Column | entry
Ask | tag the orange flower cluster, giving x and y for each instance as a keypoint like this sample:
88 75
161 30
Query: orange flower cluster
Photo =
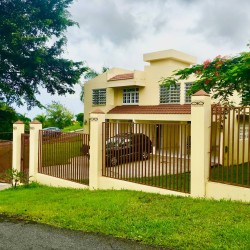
206 63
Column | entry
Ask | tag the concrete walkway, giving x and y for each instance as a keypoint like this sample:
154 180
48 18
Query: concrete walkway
21 235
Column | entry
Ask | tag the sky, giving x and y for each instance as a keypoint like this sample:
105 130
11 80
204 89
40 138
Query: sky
116 33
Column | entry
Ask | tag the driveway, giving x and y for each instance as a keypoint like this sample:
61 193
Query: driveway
21 235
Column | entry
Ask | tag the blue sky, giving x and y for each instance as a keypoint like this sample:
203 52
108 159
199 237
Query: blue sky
116 33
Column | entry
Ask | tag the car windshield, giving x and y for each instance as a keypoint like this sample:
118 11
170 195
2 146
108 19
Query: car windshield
117 141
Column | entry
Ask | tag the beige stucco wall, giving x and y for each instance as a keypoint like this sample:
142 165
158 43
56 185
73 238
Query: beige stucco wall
147 81
57 182
110 183
222 191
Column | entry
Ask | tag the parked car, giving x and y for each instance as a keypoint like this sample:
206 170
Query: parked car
51 132
124 148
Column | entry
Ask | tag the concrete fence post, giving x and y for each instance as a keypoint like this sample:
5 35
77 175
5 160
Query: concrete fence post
18 130
96 119
35 126
200 142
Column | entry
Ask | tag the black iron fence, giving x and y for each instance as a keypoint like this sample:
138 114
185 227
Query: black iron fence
151 154
230 145
63 155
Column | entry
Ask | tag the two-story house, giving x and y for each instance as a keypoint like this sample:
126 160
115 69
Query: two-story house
136 96
125 95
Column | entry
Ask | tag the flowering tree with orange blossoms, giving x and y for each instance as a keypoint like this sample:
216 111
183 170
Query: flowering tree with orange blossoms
221 77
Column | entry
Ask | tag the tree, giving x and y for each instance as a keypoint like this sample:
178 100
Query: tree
58 115
221 76
80 118
31 44
43 119
7 117
88 75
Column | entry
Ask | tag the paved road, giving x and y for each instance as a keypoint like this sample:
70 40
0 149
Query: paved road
20 235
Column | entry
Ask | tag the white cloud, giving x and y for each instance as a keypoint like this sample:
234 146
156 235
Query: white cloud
118 32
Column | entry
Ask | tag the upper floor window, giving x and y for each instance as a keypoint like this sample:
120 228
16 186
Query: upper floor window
131 96
187 88
171 95
99 96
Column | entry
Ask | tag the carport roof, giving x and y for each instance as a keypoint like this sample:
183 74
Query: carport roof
152 109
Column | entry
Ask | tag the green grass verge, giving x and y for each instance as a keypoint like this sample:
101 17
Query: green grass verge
177 182
173 222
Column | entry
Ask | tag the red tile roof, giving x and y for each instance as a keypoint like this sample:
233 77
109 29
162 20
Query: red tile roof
152 109
122 77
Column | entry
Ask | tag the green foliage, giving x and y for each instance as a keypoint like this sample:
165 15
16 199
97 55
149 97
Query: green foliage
222 76
15 177
31 45
58 115
161 220
90 74
43 119
8 116
80 118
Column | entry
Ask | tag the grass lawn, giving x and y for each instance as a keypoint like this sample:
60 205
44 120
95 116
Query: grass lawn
173 222
179 182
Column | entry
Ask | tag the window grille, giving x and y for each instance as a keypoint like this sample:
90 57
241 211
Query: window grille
187 88
171 95
99 96
131 96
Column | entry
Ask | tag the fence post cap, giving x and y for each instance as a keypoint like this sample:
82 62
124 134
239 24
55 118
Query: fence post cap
19 122
35 122
97 111
201 93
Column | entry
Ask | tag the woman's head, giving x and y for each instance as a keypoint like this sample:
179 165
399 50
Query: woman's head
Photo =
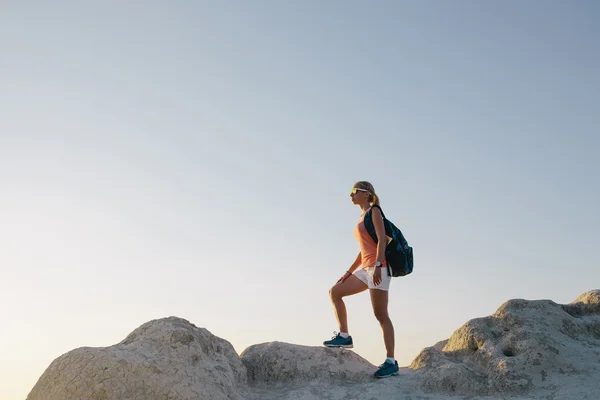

.....

▸ ABOUT THIS TASK
Every record gets retyped exactly; no picture goes into the copy.

▸ RESULT OF THE TASK
Column | entry
Ask | tag the orange flower cluster, giving x and y for each instance as a keypoint like this sample:
88 75
161 30
Query: orange flower cluster
Photo =
206 63
Column | entry
Ask | tag the concrete walkway, giving x and y for each instance as a keypoint like this sample:
154 180
48 18
Query: concrete walkway
21 235
Column | entry
Ask | tag the sky, giving x and y for each instance as a keypoint like this sample:
105 130
11 80
204 89
40 138
Query: sky
116 33
Column | entry
Ask | tag the driveway, giving x and y for each instance as a keypoint like this sample:
61 193
Query: driveway
21 235
Column | entry
Ask | tag the blue sky, giving x and y for each instance as a keypoint like this sample:
203 52
108 159
199 237
Query: blue sky
116 33
Column | entry
Ask | tag the car windshield, giving x and y for each instance as a keypoint like this sample:
118 11
170 195
2 146
108 19
Query: car windshield
117 141
Column | entry
Ask | tag the beige stucco wall, giving x and y for each instance as a keypoint like this sample:
142 165
158 43
56 185
73 238
Query: beige stucco wall
147 81
57 182
110 183
222 191
Column | entry
Ask | tag the parked car, giving x and y for each instance as a keypoint like this sample:
206 170
Query: parked car
51 132
124 148
Column | entry
Ask | tag the concrete fence post, giving x and y for each instance as a keypoint like this sample:
5 35
77 175
5 160
Query: concrete fence post
18 130
96 119
35 126
200 142
Column | entry
Ask | tag the black iron fence, giving x and y for each instance as a keypoint like this sample:
138 114
185 227
Query: black iron fence
151 154
230 145
63 155
Column | entry
Ask | tag the two-story house, giving x and y for each instance as a keypoint like this sample:
126 160
115 69
Query: two-story house
136 96
125 95
Column | entry
Ask | tag the flowering tree with orange blossoms, giving x and y for each instance as a keypoint like this sample:
216 111
183 170
Query: flowering tree with orange blossoms
221 77
Column | entry
Ask | tag the tree, giving x and y for each instance as a keypoint like this sample:
178 100
Query: tree
58 115
221 76
80 118
31 44
43 119
7 117
88 75
Column | entry
Ask | tag the paved road, giving x and y for each instance as a keypoint like this sample:
70 40
0 149
Query: paved road
20 235
Column | entry
Ask | tag the white cloud, giving x and y for each instance as a keypoint like this sample:
234 146
156 235
Query: white cloud
118 32
Column | entry
Ask | tag the upper floor window, giving x and y for each instance as a keypoint like this sample:
120 228
16 186
Query: upper floor window
131 96
187 88
171 95
99 96
Column | entry
Ask | tag the carport roof, giving x and y for each instance as a keypoint like this sample:
183 74
Query: carport roof
152 109
Column | entry
Ask | tag the green grass verge, giving x and y for each instance as a keypoint like this sample:
101 17
Query: green grass verge
177 182
173 222
Column | entry
Ask | tag the red tile roof, giving x and y for each instance as a keypoint like this sample:
233 77
109 29
162 20
Query: red tile roof
152 109
122 77
Column | entry
Ask | tag the green foliage, giving x and y for each instance as a keypoint like this sample:
165 15
16 199
97 55
149 97
Query: green foliage
222 76
15 177
31 45
58 115
161 220
90 74
43 119
8 116
80 118
Column | entry
Ask | tag the grass lawn, giving x and y for each instance as a keypoint like this sample:
60 205
44 120
95 116
Query: grass lawn
173 222
179 182
Column | entry
Ask | tag the window grille, giving x and y for each instance as a keypoint like this sample:
90 57
241 211
Query: window grille
187 88
171 95
99 96
131 96
Column | entry
Ask | tag the fence post cap, giving x and y for each instance as a keypoint like this sample:
82 62
124 134
239 24
55 118
Query: fence post cap
19 122
35 122
97 111
201 93
Column | entry
Ask | tag the woman's head, giving x and y for each instance as a keypoint like this sample:
179 165
399 50
Query: woman's head
Photo =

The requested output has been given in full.